**EXERCISE INSTRUCTIONS:** Reproduce word for word the lines of the items below, starting at the line that contains "target: jam jar" and running through the line that contains "POLYGON ((261 197, 264", with nothing else.

----

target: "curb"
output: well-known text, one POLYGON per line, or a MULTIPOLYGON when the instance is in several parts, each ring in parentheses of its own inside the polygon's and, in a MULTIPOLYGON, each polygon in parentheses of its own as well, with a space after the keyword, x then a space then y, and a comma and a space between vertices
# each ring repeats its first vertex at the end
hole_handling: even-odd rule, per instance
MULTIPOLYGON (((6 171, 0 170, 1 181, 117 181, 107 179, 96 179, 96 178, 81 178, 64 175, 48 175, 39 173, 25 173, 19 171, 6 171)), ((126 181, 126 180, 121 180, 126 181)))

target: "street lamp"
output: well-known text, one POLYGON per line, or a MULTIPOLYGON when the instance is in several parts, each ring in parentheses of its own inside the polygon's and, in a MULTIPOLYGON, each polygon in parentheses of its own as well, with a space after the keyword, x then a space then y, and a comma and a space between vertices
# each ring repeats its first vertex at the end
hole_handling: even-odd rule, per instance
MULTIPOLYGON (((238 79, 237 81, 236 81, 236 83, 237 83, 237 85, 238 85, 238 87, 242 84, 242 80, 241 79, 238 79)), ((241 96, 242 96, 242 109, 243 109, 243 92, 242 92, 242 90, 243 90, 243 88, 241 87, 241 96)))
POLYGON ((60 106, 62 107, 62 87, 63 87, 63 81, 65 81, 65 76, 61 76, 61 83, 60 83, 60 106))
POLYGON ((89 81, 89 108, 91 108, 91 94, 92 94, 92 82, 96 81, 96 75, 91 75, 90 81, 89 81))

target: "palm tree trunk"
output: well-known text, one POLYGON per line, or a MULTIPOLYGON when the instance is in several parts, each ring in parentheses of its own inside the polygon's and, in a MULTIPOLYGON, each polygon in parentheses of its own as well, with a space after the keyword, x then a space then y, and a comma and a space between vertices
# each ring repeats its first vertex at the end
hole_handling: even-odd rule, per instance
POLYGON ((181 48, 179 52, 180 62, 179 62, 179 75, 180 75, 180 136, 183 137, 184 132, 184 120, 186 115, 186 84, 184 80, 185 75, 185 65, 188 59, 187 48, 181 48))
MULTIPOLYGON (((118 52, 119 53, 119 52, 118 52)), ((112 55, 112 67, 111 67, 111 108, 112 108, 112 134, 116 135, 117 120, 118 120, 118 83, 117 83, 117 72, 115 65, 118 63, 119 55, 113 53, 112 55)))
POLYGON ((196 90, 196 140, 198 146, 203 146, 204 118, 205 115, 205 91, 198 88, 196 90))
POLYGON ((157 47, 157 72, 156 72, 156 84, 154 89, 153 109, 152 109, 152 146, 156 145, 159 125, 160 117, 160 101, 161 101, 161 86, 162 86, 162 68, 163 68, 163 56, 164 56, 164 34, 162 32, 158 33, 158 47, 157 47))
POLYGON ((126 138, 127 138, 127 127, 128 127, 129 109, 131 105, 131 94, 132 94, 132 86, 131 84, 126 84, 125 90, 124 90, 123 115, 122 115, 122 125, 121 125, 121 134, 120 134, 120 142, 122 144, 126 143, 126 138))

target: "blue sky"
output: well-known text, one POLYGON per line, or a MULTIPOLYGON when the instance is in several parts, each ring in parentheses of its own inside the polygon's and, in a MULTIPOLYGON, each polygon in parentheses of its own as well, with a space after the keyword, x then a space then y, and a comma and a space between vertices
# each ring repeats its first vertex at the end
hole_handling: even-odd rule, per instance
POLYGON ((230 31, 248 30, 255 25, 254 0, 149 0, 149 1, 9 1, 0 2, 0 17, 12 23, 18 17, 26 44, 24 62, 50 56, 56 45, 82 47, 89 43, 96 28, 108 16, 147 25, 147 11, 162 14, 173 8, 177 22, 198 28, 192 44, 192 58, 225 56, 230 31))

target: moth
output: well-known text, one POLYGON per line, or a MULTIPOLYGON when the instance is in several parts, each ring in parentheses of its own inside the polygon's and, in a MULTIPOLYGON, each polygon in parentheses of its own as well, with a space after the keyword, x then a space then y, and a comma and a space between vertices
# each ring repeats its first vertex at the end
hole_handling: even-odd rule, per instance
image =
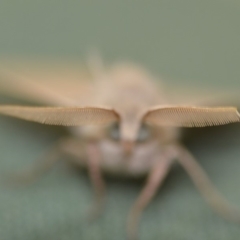
MULTIPOLYGON (((20 67, 19 67, 20 66, 20 67)), ((137 238, 143 210, 160 189, 174 163, 189 174, 210 206, 224 218, 239 221, 239 211, 216 190, 208 176, 181 144, 181 128, 207 127, 240 121, 235 107, 171 103, 157 81, 134 64, 104 68, 91 64, 36 68, 1 67, 0 92, 41 106, 0 105, 0 114, 68 128, 41 166, 24 177, 34 178, 65 154, 88 169, 95 192, 92 216, 104 204, 104 173, 146 177, 127 219, 127 236, 137 238)))

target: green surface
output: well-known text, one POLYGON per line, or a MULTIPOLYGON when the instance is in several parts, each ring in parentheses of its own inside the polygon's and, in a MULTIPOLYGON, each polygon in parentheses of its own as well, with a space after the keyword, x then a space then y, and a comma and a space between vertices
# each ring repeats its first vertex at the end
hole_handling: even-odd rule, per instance
MULTIPOLYGON (((141 63, 178 86, 240 88, 240 2, 0 2, 0 56, 84 59, 99 49, 107 63, 141 63)), ((188 141, 219 190, 240 208, 240 130, 195 131, 188 141)), ((0 118, 0 174, 33 164, 58 128, 0 118)), ((86 174, 60 164, 35 184, 0 187, 1 240, 125 239, 125 220, 142 182, 108 179, 104 215, 88 224, 86 174)), ((141 239, 239 240, 240 225, 218 217, 181 168, 175 168, 141 222, 141 239)))

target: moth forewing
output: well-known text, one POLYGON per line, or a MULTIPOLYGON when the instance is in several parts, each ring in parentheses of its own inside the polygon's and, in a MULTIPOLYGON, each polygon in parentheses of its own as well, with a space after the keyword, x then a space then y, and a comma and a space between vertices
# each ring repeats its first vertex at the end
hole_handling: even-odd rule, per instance
POLYGON ((44 105, 49 103, 51 107, 2 105, 0 113, 42 124, 79 126, 71 128, 72 135, 55 145, 41 169, 51 166, 49 159, 54 163, 59 154, 75 157, 79 165, 87 167, 96 195, 93 215, 99 213, 103 204, 103 172, 130 177, 147 175, 146 185, 127 221, 128 237, 136 239, 142 211, 162 185, 174 160, 178 160, 216 211, 225 218, 240 219, 240 214, 220 197, 193 156, 178 143, 177 128, 239 122, 236 108, 166 105, 168 101, 154 84, 154 78, 135 65, 94 71, 92 78, 98 81, 88 75, 89 83, 83 91, 76 78, 81 80, 86 75, 72 67, 61 68, 60 72, 50 69, 24 72, 17 84, 6 81, 14 82, 18 78, 16 73, 1 76, 0 91, 29 101, 32 98, 44 105), (45 81, 39 81, 42 78, 45 81), (61 87, 57 84, 59 79, 64 83, 61 87))

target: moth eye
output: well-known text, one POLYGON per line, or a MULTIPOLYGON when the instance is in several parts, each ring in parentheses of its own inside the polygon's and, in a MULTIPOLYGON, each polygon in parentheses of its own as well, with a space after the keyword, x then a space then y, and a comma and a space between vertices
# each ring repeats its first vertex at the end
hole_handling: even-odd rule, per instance
POLYGON ((148 126, 146 124, 142 124, 142 126, 140 127, 140 129, 138 131, 137 141, 144 142, 144 141, 148 140, 150 137, 151 137, 150 126, 148 126))
POLYGON ((118 123, 112 124, 108 129, 109 137, 115 141, 120 140, 120 127, 118 123))

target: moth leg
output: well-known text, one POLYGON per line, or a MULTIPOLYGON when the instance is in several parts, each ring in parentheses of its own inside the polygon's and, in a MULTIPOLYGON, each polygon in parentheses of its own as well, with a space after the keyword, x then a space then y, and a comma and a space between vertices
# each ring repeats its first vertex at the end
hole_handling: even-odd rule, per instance
POLYGON ((152 198, 155 196, 158 188, 162 185, 163 180, 165 179, 166 175, 170 170, 172 162, 173 162, 172 158, 168 154, 165 156, 164 159, 161 159, 149 173, 147 182, 128 215, 127 221, 128 239, 130 240, 137 239, 137 228, 142 212, 146 208, 146 206, 150 203, 152 198))
POLYGON ((62 146, 65 139, 58 140, 34 166, 31 168, 12 174, 10 176, 10 183, 13 184, 30 184, 36 181, 44 173, 50 170, 63 155, 62 146))
POLYGON ((88 144, 87 154, 89 177, 95 193, 94 203, 89 213, 89 220, 92 221, 96 219, 103 210, 106 187, 100 169, 100 153, 95 143, 88 144))
POLYGON ((176 149, 178 151, 177 160, 189 174, 209 205, 225 219, 240 222, 239 209, 228 203, 218 192, 192 154, 180 145, 176 149))

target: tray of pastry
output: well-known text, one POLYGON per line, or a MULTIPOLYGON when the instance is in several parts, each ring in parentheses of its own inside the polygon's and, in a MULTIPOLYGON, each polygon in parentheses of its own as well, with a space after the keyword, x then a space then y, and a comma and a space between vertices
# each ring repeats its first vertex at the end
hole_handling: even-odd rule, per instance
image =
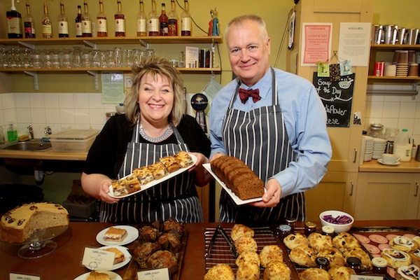
MULTIPOLYGON (((204 279, 211 279, 212 267, 216 267, 218 265, 227 265, 230 268, 228 270, 231 274, 237 276, 236 279, 243 279, 241 274, 241 267, 244 262, 253 261, 256 258, 259 265, 251 267, 247 267, 245 271, 247 273, 246 279, 262 279, 265 270, 267 269, 267 259, 271 255, 272 258, 276 255, 276 248, 279 248, 277 239, 273 234, 272 228, 270 227, 248 227, 244 225, 235 224, 233 227, 223 227, 223 232, 220 234, 217 227, 207 227, 204 232, 205 242, 205 269, 207 277, 204 279), (252 237, 247 236, 243 238, 237 237, 238 234, 235 232, 244 232, 247 230, 242 230, 240 228, 248 228, 253 231, 252 237), (239 229, 236 230, 237 229, 239 229), (226 238, 227 237, 227 238, 226 238), (230 245, 234 246, 232 250, 230 245), (247 253, 244 253, 249 249, 247 253), (270 251, 269 251, 270 250, 270 251), (252 253, 248 253, 248 252, 252 253), (255 253, 254 253, 255 252, 255 253), (255 254, 256 253, 256 254, 255 254), (252 255, 253 254, 253 255, 252 255), (237 257, 237 258, 235 258, 237 257), (253 270, 258 270, 258 272, 253 270), (259 276, 259 278, 258 278, 259 276)), ((248 262, 249 263, 249 262, 248 262)), ((245 266, 244 266, 245 267, 245 266)), ((223 267, 225 268, 225 267, 223 267)), ((293 265, 290 266, 290 272, 294 270, 293 265)), ((218 273, 227 273, 224 270, 218 270, 218 273), (220 272, 220 271, 222 272, 220 272)), ((292 272, 290 279, 297 279, 295 272, 292 272)), ((228 279, 228 278, 226 278, 228 279)))
POLYGON ((163 225, 141 225, 139 232, 123 280, 138 280, 139 271, 164 267, 172 280, 178 280, 188 238, 183 224, 170 219, 163 225))
POLYGON ((398 267, 400 266, 414 265, 420 267, 420 230, 418 229, 359 227, 352 227, 351 232, 371 258, 382 257, 388 261, 387 279, 396 279, 398 267))

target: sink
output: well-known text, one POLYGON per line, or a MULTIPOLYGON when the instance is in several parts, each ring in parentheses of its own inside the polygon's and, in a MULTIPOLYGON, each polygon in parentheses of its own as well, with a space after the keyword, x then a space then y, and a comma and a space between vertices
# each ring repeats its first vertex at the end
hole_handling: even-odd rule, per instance
POLYGON ((8 143, 0 146, 0 150, 44 151, 51 148, 51 143, 38 141, 8 143))

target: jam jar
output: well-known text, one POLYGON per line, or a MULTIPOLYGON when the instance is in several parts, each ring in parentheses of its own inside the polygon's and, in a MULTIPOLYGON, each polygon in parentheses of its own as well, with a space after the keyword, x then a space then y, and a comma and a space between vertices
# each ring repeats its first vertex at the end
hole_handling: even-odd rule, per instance
POLYGON ((360 272, 361 265, 362 261, 360 258, 350 257, 347 259, 347 266, 353 268, 356 274, 358 274, 360 272))
POLYGON ((376 275, 385 276, 386 275, 386 267, 388 262, 384 258, 374 258, 372 259, 373 265, 373 272, 376 275))

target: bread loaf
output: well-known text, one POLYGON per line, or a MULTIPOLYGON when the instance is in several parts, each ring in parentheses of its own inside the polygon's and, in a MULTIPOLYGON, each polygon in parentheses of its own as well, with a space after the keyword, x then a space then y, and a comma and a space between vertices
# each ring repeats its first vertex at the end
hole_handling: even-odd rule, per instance
POLYGON ((261 197, 264 182, 241 160, 223 155, 213 160, 211 171, 241 200, 261 197))

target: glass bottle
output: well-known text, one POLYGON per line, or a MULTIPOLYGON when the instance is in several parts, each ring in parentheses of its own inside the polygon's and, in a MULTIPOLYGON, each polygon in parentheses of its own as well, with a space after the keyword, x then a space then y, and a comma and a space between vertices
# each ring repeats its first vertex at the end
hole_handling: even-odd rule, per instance
POLYGON ((92 37, 92 20, 89 15, 88 0, 83 1, 85 13, 82 15, 82 37, 92 37))
POLYGON ((31 14, 29 0, 27 0, 27 15, 23 20, 24 38, 35 38, 35 19, 31 14))
POLYGON ((44 1, 44 15, 42 18, 42 37, 52 38, 52 24, 51 22, 51 18, 48 15, 47 0, 44 1))
POLYGON ((115 20, 115 37, 124 37, 125 36, 125 20, 121 8, 121 1, 117 1, 117 13, 114 15, 115 20))
POLYGON ((144 13, 143 0, 140 0, 139 10, 137 14, 137 36, 147 36, 147 17, 144 13))
POLYGON ((168 14, 168 35, 178 36, 178 14, 175 0, 171 0, 171 11, 168 14))
POLYGON ((164 3, 162 4, 162 13, 159 17, 159 25, 160 27, 160 36, 168 36, 168 16, 166 15, 166 6, 164 3))
POLYGON ((159 15, 156 12, 156 1, 152 0, 152 10, 148 16, 147 26, 148 36, 159 36, 159 15))
POLYGON ((69 19, 64 13, 64 2, 59 1, 59 15, 58 15, 58 36, 59 38, 69 38, 69 19))
POLYGON ((22 38, 22 15, 16 10, 15 0, 12 0, 10 10, 6 12, 8 38, 22 38))
POLYGON ((181 14, 181 36, 191 36, 191 17, 188 7, 188 1, 184 1, 184 10, 181 14))
POLYGON ((80 5, 77 6, 77 17, 74 20, 76 23, 76 36, 82 36, 82 7, 80 5))
POLYGON ((99 13, 97 15, 97 36, 98 37, 106 37, 108 36, 106 15, 104 12, 102 0, 99 0, 99 13))

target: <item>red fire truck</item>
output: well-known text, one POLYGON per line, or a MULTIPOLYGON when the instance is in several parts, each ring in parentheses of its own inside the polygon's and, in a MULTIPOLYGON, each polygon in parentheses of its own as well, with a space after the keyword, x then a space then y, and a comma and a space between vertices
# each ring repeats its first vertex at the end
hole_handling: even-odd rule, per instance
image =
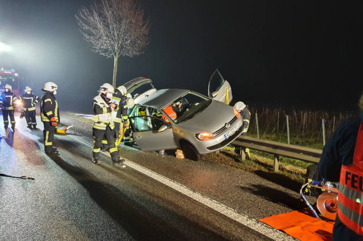
MULTIPOLYGON (((24 87, 20 79, 19 74, 15 72, 15 69, 5 70, 0 68, 0 95, 5 91, 5 85, 8 84, 12 87, 12 92, 18 97, 19 94, 22 93, 24 87)), ((18 108, 21 107, 21 103, 18 99, 16 104, 18 108)))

----

**TASK OUTPUT:**
target: jam jar
output: well-known text, one POLYGON per line, or a MULTIPOLYGON when the instance is in several parts, each ring in parentheses of its own inside the polygon's and, in a MULTIPOLYGON, each polygon in parentheses of its own as well, with a space after the keyword, x then a space then y, and a comma and a space between vertices
# each ring repeats its first vertex at the end
hole_handling: even-odd rule, per instance
POLYGON ((360 272, 361 265, 362 261, 360 258, 350 257, 347 259, 347 266, 353 268, 356 274, 358 274, 360 272))
POLYGON ((376 275, 385 276, 386 275, 386 267, 388 262, 384 258, 374 258, 372 259, 373 265, 373 272, 376 275))

target: bread loaf
output: well-known text, one POLYGON per line, or a MULTIPOLYGON when the instance is in several parts, each ring in parentheses of its own inside the polygon's and, in a MULTIPOLYGON, each polygon in parentheses of its own as well, with a space after the keyword, x then a space then y, and a comma and a space between vertices
# each ring repeats its first vertex at the end
hole_handling: even-odd rule, per instance
POLYGON ((261 197, 264 182, 241 160, 223 155, 213 160, 211 171, 241 200, 261 197))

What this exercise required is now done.